The request: Convert the records between the start and the line holding "point(923, 424)", inclusive, into a two-column CSV with the headers text and answer, one row per record. Put each value in a single quoted field and replace any line breaks with spaces.

Given data:
================================
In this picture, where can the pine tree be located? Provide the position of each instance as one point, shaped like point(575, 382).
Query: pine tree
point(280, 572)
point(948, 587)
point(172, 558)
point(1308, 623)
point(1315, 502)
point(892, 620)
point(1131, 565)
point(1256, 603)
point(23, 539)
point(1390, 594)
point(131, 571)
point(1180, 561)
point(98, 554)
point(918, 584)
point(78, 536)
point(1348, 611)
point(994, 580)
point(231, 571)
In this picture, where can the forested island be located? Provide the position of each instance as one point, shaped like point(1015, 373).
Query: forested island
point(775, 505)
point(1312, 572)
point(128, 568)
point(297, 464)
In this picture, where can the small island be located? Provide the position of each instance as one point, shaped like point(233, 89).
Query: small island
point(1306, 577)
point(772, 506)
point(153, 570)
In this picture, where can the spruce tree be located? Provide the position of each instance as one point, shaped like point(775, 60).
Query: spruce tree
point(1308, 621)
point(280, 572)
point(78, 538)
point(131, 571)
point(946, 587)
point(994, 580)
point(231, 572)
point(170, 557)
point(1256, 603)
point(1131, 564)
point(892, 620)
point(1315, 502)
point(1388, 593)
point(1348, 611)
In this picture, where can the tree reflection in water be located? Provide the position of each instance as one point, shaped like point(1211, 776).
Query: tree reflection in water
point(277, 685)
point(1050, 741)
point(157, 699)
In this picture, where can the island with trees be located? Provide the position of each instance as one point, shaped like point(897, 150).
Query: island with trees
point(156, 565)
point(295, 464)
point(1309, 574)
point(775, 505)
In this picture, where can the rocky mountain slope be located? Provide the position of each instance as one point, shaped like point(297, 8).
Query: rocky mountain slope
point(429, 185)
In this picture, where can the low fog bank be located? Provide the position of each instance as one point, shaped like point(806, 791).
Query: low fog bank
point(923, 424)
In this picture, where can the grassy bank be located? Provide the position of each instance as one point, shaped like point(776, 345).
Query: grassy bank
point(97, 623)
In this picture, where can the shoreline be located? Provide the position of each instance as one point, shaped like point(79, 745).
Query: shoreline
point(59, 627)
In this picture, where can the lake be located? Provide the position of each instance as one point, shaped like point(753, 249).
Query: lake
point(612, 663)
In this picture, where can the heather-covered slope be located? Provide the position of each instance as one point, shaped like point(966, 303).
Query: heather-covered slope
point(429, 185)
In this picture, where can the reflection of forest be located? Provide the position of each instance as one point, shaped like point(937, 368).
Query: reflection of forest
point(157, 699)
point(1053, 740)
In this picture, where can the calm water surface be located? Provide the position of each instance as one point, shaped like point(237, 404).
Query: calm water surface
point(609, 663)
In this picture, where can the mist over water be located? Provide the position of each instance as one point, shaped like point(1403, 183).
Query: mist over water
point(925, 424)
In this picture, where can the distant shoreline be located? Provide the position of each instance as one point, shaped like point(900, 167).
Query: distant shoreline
================================
Response to this task:
text,answer
"In this picture, where can the pine tree be located? Provide the position of each instance as one point, shaped like point(575, 382). Query: pine tree","point(280, 572) point(948, 587) point(172, 558) point(1308, 623) point(1315, 502) point(892, 620) point(1131, 565) point(1256, 603) point(23, 539) point(1390, 594) point(131, 571) point(1180, 561) point(98, 554) point(918, 584) point(78, 536) point(1348, 611) point(994, 580) point(231, 571)"
"In this picture, where can the forested island be located? Provide the position of each instance as one point, shaped like point(1015, 373). Query: forested island","point(775, 505) point(1312, 572) point(128, 568) point(297, 464)"
"In this picture, where can the small island be located? Provide the position of each instance as one point, shaped like point(233, 89). Query: small island","point(1306, 577) point(772, 506) point(153, 570)"
"In this picture, where can the spruce tree be located? Provide the position of each instance as one point, shaped like point(775, 60). Query: spruce tree","point(1308, 621) point(280, 572) point(78, 538) point(131, 571) point(946, 587) point(994, 580) point(231, 572) point(170, 557) point(1256, 603) point(1131, 564) point(892, 620) point(1315, 502) point(1388, 593) point(1348, 611)"
"In this picture, where can the tree reflection in water be located? Provide the position of each instance as one point, shaped like point(1211, 776). Query: tree reflection in water","point(277, 685) point(1050, 741) point(157, 699)"
"In this picture, where can the island with trees be located? Provide the position of each instance as one point, shaped like point(897, 150). Query: island with trees","point(156, 565) point(295, 464) point(1309, 574) point(775, 505)"
"In this picture, where can the rocky mountain slope be located? Provide the position of each instance as one point, shaped like point(297, 8). Query: rocky mountain slope","point(429, 185)"
"In this picture, where can the low fog bank be located? Provide the position of each instance as one point, shaped like point(806, 791). Query: low fog bank","point(923, 424)"